Problem statement: Rewrite the lines from the first one below down to and including the line containing "(273, 153), (298, 187)" as a JSON list of strings, one per line, omitting blank lines.

>> BEGIN

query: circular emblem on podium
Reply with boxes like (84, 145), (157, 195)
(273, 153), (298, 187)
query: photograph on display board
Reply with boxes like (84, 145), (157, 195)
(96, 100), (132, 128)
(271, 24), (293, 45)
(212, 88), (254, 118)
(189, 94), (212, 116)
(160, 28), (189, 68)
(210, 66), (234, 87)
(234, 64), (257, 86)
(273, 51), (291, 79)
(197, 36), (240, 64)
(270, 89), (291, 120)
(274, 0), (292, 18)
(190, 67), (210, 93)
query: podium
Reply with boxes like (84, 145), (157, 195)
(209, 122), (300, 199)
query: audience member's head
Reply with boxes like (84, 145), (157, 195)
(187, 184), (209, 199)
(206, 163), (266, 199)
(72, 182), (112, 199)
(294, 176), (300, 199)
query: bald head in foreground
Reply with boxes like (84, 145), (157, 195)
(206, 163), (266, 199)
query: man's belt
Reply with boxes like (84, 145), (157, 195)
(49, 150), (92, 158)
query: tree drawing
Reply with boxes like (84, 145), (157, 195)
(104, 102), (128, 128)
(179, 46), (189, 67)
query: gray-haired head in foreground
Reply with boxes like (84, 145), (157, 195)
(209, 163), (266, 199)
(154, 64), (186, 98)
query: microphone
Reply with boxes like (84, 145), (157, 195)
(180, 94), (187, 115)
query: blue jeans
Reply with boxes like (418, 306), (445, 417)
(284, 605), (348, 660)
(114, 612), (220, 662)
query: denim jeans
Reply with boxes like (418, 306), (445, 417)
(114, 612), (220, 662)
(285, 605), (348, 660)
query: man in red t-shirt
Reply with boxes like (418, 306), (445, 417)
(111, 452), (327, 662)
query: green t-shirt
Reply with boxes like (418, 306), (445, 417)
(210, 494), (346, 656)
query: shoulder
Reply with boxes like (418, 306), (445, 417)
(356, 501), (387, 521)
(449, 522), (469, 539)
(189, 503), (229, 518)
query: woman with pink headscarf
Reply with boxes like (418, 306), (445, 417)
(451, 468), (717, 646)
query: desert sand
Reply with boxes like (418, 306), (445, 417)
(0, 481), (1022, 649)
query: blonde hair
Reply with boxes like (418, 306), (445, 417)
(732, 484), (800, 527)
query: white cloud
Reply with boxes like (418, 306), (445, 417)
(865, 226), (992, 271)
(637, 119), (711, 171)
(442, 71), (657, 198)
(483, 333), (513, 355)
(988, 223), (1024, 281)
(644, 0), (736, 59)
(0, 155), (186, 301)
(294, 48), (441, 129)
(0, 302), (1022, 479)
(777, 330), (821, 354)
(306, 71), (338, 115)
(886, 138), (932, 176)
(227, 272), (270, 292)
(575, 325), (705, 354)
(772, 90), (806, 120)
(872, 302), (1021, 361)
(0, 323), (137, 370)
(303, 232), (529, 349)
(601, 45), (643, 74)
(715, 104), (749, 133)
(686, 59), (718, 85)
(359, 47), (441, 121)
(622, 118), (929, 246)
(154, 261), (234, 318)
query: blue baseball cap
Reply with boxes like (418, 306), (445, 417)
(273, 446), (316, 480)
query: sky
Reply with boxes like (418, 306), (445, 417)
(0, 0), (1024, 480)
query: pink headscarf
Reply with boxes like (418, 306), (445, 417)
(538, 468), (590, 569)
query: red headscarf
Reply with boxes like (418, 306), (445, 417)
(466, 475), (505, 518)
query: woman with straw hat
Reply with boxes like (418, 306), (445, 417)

>> END

Solution for this exercise:
[
  "query: circular emblem on podium",
  "Reply with boxes like (84, 145), (157, 195)",
  "(273, 153), (298, 187)"
]